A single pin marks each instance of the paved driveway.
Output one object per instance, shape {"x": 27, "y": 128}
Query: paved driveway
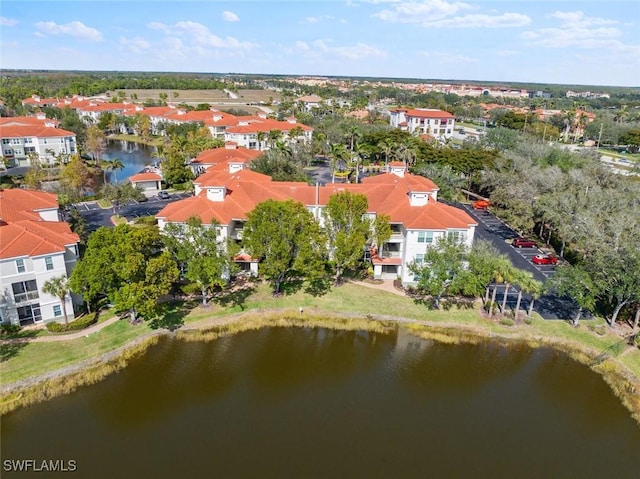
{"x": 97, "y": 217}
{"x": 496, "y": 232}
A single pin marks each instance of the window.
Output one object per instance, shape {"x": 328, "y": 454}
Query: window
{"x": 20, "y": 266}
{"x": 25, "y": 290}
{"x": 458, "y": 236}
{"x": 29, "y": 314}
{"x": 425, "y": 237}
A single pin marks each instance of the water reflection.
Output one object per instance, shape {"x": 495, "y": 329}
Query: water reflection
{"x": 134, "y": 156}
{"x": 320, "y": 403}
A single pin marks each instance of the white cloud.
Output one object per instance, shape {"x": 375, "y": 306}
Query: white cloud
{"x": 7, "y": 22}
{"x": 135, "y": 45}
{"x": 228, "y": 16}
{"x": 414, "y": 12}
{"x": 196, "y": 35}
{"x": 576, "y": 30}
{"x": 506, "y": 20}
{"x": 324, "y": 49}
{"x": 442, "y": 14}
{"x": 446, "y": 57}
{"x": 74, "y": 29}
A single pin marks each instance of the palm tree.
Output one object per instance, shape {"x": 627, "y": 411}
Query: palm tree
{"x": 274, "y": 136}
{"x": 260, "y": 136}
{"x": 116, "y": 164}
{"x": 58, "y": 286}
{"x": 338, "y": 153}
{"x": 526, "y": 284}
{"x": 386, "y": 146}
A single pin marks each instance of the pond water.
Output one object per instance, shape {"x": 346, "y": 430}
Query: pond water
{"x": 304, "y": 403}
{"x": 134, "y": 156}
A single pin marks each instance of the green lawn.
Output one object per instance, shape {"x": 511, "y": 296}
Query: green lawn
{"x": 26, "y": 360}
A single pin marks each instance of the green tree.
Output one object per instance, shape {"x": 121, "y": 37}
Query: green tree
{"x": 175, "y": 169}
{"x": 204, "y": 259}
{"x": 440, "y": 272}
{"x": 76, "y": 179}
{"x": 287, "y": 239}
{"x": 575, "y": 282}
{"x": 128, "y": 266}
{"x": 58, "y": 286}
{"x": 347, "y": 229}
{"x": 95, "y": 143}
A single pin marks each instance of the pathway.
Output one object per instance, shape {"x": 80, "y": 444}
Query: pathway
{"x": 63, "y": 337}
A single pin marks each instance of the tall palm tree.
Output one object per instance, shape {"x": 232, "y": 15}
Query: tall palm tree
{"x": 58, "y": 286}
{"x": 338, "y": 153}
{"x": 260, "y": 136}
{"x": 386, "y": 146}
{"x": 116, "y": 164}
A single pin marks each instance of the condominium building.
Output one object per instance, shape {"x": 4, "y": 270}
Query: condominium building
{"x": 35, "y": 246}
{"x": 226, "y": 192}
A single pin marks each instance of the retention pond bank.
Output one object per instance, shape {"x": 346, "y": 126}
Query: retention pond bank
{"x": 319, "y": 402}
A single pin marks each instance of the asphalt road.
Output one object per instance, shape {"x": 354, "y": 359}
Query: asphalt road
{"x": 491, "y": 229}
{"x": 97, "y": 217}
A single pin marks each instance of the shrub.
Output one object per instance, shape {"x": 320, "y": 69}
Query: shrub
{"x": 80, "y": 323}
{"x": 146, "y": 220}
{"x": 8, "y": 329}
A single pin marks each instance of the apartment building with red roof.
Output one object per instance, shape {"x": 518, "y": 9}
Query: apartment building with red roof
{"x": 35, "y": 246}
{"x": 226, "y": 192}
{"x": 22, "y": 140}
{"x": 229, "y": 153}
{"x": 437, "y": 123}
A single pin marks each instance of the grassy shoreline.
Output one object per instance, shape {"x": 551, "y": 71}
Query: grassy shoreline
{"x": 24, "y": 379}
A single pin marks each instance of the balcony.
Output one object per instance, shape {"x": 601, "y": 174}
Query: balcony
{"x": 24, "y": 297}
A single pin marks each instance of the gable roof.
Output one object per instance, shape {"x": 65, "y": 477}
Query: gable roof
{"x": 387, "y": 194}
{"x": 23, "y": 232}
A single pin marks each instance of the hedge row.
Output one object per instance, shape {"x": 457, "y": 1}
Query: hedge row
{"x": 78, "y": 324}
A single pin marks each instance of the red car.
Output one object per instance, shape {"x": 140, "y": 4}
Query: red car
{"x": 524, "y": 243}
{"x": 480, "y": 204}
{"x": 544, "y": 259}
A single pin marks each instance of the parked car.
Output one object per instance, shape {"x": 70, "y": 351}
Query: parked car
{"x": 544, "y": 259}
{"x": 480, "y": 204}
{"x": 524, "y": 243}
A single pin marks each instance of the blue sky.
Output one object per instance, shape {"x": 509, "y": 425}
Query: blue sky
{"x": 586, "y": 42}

..............................

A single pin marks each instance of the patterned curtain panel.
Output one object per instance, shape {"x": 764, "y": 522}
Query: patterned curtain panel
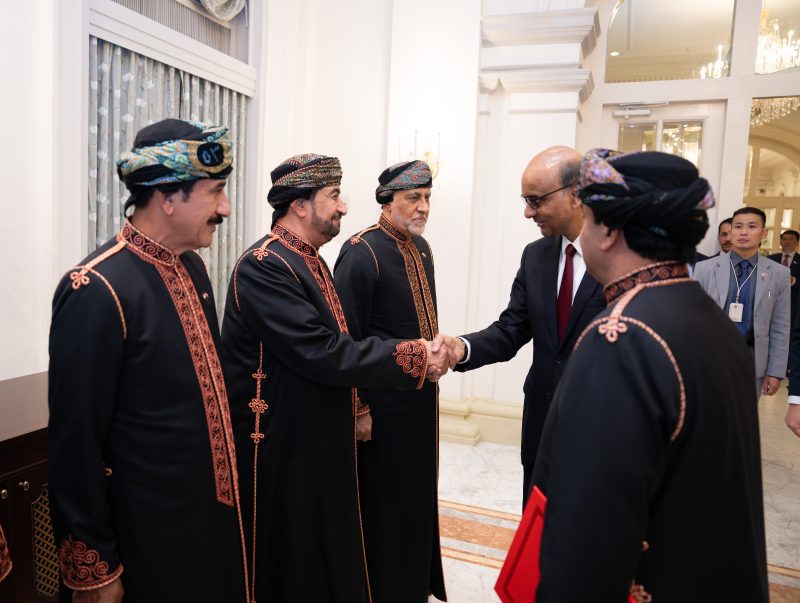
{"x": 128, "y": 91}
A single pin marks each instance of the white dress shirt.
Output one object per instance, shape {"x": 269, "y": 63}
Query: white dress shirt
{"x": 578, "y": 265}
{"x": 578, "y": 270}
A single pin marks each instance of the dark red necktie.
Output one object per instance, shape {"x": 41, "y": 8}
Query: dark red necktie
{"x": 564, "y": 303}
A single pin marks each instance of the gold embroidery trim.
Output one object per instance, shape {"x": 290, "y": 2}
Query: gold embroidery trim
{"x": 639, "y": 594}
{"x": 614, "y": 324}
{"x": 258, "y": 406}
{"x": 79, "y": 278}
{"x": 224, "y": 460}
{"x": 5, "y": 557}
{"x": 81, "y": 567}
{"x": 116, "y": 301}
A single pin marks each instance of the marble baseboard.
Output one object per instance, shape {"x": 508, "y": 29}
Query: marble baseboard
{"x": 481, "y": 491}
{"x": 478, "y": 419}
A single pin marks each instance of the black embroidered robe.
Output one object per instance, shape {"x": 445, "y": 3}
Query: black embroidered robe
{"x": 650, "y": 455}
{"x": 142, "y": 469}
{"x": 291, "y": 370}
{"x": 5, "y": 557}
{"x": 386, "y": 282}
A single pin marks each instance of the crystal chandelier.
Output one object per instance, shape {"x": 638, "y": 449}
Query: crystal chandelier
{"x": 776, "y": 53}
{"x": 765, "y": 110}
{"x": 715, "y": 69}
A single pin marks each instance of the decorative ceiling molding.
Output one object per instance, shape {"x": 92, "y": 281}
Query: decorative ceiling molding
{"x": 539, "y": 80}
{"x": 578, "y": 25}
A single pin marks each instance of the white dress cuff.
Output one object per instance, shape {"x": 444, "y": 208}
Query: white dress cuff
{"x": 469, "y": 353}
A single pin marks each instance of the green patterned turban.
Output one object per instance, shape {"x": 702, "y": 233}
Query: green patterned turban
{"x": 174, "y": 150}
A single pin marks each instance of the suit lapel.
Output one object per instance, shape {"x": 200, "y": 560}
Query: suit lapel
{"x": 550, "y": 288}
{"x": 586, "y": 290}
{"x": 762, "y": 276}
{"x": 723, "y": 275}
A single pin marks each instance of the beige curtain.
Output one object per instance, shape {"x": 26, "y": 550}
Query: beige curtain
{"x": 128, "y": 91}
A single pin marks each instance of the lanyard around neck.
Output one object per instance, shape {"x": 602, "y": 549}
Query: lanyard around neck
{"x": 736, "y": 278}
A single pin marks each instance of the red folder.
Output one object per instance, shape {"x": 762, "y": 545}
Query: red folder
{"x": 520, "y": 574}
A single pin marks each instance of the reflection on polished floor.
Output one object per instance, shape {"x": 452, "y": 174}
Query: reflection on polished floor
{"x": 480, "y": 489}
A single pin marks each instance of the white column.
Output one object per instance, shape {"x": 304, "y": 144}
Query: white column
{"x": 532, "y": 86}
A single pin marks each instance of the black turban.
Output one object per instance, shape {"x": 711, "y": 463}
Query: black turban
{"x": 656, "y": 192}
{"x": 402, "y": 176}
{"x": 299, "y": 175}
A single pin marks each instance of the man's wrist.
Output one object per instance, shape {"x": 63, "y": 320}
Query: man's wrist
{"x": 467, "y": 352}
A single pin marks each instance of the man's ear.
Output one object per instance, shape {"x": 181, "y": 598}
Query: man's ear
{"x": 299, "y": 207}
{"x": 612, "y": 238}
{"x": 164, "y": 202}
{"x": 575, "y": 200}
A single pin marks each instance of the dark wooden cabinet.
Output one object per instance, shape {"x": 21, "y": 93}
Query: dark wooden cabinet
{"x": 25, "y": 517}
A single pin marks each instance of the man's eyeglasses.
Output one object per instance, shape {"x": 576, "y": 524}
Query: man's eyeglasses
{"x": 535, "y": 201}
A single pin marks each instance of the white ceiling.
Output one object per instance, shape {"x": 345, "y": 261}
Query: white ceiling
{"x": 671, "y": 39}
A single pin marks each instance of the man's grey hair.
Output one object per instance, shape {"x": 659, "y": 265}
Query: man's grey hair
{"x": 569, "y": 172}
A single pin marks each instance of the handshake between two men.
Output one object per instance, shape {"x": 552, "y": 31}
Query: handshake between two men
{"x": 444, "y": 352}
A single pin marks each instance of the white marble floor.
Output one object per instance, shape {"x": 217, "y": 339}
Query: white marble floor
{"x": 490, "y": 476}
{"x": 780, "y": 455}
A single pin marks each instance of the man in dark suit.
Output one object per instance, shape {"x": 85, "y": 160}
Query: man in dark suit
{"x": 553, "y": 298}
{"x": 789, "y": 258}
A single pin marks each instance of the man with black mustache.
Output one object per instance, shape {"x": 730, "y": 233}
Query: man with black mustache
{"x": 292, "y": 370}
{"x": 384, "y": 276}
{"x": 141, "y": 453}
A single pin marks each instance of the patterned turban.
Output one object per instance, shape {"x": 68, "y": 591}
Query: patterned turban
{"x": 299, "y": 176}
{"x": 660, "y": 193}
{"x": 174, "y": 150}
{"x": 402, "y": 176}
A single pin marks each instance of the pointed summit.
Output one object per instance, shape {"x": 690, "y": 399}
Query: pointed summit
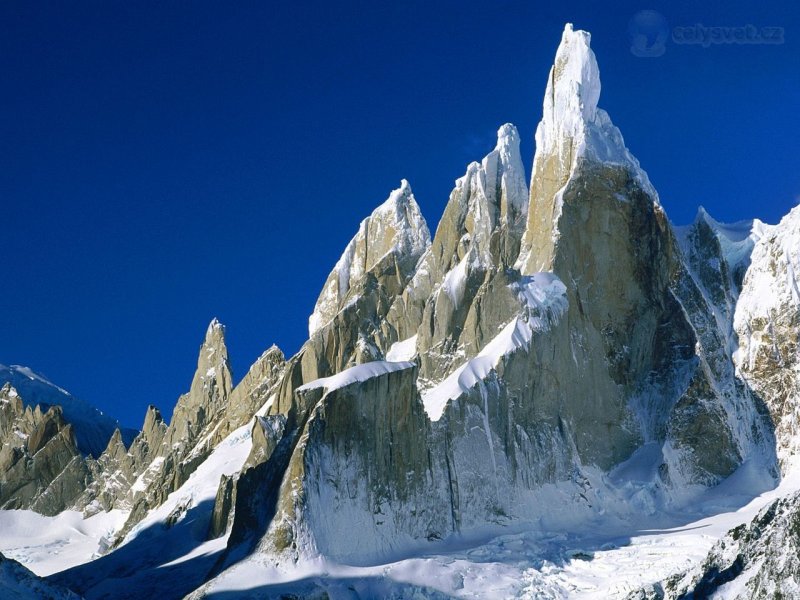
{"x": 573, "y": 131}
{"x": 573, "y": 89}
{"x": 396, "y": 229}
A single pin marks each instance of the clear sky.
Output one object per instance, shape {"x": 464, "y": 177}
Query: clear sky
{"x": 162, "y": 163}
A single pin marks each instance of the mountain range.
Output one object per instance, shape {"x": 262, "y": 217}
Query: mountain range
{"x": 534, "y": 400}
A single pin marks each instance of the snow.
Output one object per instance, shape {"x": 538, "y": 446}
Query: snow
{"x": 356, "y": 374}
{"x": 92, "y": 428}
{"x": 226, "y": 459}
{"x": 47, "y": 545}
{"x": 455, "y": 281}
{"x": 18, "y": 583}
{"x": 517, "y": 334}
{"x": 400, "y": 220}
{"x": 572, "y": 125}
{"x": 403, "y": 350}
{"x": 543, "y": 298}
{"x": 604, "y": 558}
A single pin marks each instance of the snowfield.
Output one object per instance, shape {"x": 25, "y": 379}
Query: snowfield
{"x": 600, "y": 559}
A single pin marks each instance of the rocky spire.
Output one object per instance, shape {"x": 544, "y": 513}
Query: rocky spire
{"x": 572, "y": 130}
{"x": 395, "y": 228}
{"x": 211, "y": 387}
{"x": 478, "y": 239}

..............................

Given instruction —
Please count the lines in the records above that contain the string "paved". Give only the number.

Solution below —
2